# MATERIAL SUPPLIED start

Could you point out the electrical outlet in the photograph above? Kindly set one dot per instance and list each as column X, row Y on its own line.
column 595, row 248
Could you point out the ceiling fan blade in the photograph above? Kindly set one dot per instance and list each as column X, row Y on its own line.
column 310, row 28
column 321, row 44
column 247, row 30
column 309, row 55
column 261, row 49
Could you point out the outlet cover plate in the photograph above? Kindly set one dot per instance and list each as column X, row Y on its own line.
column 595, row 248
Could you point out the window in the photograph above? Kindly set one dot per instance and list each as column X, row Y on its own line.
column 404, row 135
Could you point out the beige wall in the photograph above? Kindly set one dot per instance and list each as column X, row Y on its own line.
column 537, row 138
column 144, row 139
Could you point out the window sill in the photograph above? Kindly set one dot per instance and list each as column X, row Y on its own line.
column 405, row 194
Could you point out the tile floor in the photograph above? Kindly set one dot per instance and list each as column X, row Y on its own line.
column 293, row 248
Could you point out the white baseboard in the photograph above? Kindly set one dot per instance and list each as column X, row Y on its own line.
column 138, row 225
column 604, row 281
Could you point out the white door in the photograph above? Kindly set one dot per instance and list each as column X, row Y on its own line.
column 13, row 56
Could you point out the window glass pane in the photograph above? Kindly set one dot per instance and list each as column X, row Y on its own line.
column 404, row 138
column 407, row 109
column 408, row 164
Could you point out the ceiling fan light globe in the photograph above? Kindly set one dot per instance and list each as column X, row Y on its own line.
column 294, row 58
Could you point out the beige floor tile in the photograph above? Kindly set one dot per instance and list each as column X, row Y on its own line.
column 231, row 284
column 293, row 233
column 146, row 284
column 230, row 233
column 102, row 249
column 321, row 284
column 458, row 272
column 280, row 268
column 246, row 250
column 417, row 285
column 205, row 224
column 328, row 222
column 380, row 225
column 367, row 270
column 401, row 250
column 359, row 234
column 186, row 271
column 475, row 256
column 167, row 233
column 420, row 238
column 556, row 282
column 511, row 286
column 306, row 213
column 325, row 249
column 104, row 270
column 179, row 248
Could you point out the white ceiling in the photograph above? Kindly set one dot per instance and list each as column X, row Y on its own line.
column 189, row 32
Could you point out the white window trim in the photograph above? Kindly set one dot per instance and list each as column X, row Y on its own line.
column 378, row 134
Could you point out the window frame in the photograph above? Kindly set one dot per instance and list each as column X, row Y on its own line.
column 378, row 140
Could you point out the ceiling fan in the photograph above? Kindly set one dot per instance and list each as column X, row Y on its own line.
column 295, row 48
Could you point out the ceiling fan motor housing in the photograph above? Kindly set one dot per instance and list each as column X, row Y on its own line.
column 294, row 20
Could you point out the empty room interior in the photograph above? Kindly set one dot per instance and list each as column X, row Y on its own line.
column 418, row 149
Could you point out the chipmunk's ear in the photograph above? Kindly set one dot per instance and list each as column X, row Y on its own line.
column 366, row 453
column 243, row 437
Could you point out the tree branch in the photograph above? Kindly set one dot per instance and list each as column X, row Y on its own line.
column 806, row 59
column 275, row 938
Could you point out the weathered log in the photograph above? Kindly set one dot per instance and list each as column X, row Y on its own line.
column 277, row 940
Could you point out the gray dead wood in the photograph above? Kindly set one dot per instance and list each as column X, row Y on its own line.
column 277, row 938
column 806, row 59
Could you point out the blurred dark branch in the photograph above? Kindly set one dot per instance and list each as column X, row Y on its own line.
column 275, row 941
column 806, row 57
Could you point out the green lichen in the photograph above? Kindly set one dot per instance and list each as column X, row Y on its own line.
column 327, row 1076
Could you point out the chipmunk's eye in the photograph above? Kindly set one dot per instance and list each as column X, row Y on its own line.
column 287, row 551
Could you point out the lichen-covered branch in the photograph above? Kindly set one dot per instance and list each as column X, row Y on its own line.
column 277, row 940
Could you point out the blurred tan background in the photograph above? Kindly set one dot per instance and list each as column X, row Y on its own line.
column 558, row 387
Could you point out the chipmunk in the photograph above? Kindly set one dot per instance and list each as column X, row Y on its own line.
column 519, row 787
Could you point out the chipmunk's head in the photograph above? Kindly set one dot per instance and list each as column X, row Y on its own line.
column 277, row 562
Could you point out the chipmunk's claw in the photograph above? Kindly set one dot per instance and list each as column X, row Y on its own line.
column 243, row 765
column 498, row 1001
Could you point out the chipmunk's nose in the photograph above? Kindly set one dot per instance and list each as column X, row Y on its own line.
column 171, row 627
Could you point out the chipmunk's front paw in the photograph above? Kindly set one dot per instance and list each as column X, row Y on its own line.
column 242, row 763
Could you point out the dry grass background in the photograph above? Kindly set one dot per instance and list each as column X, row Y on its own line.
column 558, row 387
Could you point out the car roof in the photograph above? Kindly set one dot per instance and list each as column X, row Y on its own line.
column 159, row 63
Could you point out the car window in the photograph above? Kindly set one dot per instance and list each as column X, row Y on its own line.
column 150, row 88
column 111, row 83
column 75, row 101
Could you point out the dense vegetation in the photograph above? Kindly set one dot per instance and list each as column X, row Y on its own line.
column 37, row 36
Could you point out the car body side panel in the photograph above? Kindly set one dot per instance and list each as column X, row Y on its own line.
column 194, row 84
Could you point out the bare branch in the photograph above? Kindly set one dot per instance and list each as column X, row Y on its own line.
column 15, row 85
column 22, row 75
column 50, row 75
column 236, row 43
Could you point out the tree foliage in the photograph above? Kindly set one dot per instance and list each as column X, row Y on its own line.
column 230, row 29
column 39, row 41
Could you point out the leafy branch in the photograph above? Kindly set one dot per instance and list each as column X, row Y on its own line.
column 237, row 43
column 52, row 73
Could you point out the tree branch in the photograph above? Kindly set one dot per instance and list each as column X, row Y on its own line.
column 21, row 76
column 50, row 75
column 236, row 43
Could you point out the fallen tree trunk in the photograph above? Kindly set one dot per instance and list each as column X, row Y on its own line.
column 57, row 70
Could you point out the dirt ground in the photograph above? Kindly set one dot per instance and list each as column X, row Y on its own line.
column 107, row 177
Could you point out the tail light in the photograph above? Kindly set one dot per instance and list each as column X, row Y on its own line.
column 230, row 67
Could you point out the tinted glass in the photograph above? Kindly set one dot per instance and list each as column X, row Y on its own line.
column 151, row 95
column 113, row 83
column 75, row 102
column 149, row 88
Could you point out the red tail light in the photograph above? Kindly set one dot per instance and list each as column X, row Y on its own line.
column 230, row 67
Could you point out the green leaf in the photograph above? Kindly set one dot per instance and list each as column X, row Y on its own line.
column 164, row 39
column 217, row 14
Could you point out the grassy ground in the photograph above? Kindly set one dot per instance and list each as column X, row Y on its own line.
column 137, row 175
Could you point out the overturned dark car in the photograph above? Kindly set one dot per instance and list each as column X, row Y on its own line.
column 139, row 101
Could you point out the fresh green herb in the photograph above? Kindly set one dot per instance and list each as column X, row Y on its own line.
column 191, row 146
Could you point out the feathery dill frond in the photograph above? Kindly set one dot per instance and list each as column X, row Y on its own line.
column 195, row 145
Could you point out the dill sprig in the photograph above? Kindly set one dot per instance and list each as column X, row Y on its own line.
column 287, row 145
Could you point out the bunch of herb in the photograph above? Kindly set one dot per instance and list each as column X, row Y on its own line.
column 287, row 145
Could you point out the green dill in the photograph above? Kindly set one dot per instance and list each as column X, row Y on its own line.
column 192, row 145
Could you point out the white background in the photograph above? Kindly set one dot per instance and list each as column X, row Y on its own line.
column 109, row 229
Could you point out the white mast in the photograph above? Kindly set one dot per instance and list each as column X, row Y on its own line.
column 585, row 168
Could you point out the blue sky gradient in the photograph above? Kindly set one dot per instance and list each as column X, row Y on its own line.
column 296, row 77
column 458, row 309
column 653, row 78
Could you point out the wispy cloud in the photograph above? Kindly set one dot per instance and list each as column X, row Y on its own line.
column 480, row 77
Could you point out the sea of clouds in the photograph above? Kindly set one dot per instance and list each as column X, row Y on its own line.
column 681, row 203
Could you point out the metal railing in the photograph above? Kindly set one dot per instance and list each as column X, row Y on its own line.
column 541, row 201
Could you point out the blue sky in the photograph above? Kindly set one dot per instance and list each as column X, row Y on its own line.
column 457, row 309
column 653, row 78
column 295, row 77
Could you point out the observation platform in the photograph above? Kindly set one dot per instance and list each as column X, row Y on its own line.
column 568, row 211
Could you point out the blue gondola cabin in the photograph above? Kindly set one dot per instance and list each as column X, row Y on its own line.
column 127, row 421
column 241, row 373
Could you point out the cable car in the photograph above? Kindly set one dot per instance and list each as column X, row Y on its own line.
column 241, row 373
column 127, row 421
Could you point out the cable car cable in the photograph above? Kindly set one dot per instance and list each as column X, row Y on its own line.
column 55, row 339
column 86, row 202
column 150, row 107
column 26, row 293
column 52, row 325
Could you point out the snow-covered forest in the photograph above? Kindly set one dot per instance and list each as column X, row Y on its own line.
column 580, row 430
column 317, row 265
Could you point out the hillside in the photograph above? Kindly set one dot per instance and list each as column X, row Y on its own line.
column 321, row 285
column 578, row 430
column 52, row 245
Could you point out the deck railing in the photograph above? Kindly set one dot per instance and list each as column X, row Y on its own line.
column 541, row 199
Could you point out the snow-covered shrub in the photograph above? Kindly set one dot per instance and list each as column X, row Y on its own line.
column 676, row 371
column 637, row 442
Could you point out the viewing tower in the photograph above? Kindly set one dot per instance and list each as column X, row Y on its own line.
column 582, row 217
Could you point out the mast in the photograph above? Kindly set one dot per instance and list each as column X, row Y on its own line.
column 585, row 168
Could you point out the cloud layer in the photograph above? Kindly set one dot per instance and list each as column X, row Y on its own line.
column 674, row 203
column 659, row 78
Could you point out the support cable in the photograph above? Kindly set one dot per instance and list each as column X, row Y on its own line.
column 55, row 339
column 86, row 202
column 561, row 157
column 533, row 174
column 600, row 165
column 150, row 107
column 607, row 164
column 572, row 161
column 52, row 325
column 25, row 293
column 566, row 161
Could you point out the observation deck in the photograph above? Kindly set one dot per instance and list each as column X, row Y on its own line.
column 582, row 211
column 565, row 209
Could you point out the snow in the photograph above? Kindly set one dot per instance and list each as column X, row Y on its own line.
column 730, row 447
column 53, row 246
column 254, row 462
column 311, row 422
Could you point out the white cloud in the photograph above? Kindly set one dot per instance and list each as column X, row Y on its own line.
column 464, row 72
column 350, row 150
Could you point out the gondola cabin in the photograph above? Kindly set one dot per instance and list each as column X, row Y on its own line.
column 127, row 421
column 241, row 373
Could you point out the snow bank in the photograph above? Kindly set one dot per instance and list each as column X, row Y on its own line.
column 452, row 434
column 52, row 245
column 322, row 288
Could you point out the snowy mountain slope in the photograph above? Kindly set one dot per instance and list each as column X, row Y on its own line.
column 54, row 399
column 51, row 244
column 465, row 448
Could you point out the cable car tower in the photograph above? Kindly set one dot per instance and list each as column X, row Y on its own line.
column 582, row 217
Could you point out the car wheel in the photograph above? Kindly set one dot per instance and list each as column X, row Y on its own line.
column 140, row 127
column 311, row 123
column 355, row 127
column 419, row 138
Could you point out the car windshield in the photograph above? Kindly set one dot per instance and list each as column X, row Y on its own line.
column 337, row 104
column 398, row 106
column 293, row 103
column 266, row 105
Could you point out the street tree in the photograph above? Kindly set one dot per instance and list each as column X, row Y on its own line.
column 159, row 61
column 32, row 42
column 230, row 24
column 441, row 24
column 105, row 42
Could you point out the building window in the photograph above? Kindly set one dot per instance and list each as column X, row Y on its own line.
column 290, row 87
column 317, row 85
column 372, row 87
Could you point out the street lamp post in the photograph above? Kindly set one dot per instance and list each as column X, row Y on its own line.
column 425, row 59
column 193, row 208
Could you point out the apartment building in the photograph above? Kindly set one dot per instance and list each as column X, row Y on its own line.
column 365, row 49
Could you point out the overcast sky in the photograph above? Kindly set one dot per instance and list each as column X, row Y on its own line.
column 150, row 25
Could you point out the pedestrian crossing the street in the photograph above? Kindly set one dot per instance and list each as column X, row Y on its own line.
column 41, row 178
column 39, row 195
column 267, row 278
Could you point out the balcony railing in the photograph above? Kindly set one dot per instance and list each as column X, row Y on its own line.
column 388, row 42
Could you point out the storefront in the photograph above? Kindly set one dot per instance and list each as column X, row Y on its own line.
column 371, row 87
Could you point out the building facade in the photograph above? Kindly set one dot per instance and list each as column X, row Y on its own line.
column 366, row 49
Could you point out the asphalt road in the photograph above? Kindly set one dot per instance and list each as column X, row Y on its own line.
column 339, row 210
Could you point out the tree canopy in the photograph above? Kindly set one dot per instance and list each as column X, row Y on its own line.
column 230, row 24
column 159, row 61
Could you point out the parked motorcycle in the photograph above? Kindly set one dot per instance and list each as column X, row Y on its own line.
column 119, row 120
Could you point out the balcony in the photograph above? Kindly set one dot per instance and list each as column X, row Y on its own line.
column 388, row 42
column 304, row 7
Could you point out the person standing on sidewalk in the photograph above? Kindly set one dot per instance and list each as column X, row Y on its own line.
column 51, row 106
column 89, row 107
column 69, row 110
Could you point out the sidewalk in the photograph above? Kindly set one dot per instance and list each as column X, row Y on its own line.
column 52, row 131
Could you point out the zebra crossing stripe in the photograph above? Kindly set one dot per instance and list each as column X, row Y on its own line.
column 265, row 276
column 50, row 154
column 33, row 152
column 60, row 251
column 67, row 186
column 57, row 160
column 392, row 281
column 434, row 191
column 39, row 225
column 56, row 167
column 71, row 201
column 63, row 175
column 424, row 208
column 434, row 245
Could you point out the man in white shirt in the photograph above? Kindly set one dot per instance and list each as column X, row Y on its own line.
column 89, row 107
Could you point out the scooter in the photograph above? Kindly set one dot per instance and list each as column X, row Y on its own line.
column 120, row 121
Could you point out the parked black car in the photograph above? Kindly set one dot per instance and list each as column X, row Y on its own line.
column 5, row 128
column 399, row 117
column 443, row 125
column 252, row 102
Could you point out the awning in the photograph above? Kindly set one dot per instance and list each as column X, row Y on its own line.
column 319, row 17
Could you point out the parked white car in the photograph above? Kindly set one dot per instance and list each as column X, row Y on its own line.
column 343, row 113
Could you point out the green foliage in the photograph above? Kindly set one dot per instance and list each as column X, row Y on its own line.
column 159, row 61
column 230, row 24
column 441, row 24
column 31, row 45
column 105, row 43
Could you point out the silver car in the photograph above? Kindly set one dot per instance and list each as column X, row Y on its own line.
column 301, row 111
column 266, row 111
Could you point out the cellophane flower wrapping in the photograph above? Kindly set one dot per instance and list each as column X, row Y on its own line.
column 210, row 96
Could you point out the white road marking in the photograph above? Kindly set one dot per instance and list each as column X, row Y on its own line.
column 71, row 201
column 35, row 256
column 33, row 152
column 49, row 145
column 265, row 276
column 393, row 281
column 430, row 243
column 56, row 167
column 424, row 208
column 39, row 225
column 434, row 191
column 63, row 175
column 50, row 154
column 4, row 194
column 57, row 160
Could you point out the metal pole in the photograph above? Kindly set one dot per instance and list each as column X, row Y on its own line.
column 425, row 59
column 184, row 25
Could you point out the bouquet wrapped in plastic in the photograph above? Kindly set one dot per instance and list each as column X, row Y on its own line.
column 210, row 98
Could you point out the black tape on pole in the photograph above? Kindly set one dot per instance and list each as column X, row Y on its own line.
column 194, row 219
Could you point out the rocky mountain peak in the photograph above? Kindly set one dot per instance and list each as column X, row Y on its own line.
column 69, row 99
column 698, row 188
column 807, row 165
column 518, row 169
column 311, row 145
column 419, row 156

# MATERIAL SUPPLIED end

> **WRITTEN EXERCISE**:
Starting with the line that contains "Could you point out the parked white", repeat each line through the last one exactly as it appears. Include both ends and nothing more.

> **EXERCISE RESULT**:
Could you point out the parked white car in the photograph above? Kindly set one dot per instance and list each as column X, row Y on its own line.
column 343, row 113
Could you point out the green foliage in the photograph above? Kindly set one dot per instance and list each as column X, row Y on its own line.
column 159, row 61
column 230, row 24
column 441, row 24
column 31, row 45
column 105, row 43
Could you point out the silver car in the photograph above? Kindly set one dot per instance and list each as column X, row Y on its own line.
column 301, row 111
column 266, row 111
Could you point out the cellophane flower wrapping in the photograph above? Kindly set one dot per instance and list each as column X, row Y on its own line.
column 210, row 96
Could you point out the white road marking in the photograph above? Kindly set one dot per instance and list each as column X, row Y on its own line.
column 71, row 201
column 35, row 256
column 33, row 152
column 49, row 145
column 265, row 276
column 393, row 281
column 430, row 243
column 56, row 167
column 424, row 208
column 39, row 225
column 434, row 191
column 63, row 175
column 50, row 154
column 4, row 194
column 57, row 160
Could you point out the metal pole in the photograph above? Kindly set one dot per instance and list each as column X, row Y on its own line.
column 425, row 59
column 184, row 25
Could you point out the bouquet wrapped in plastic in the photograph above? Kindly set one dot per instance and list each as column X, row Y on its own line.
column 210, row 98
Could you point out the black tape on pole in the photograph above? Kindly set one dot per instance and list each as column X, row Y on its own line.
column 194, row 219
Could you point out the rocky mountain peak in the photograph above? Kindly set one dot per instance and list each as column X, row Y on its own line.
column 69, row 99
column 698, row 188
column 807, row 165
column 518, row 169
column 311, row 145
column 419, row 156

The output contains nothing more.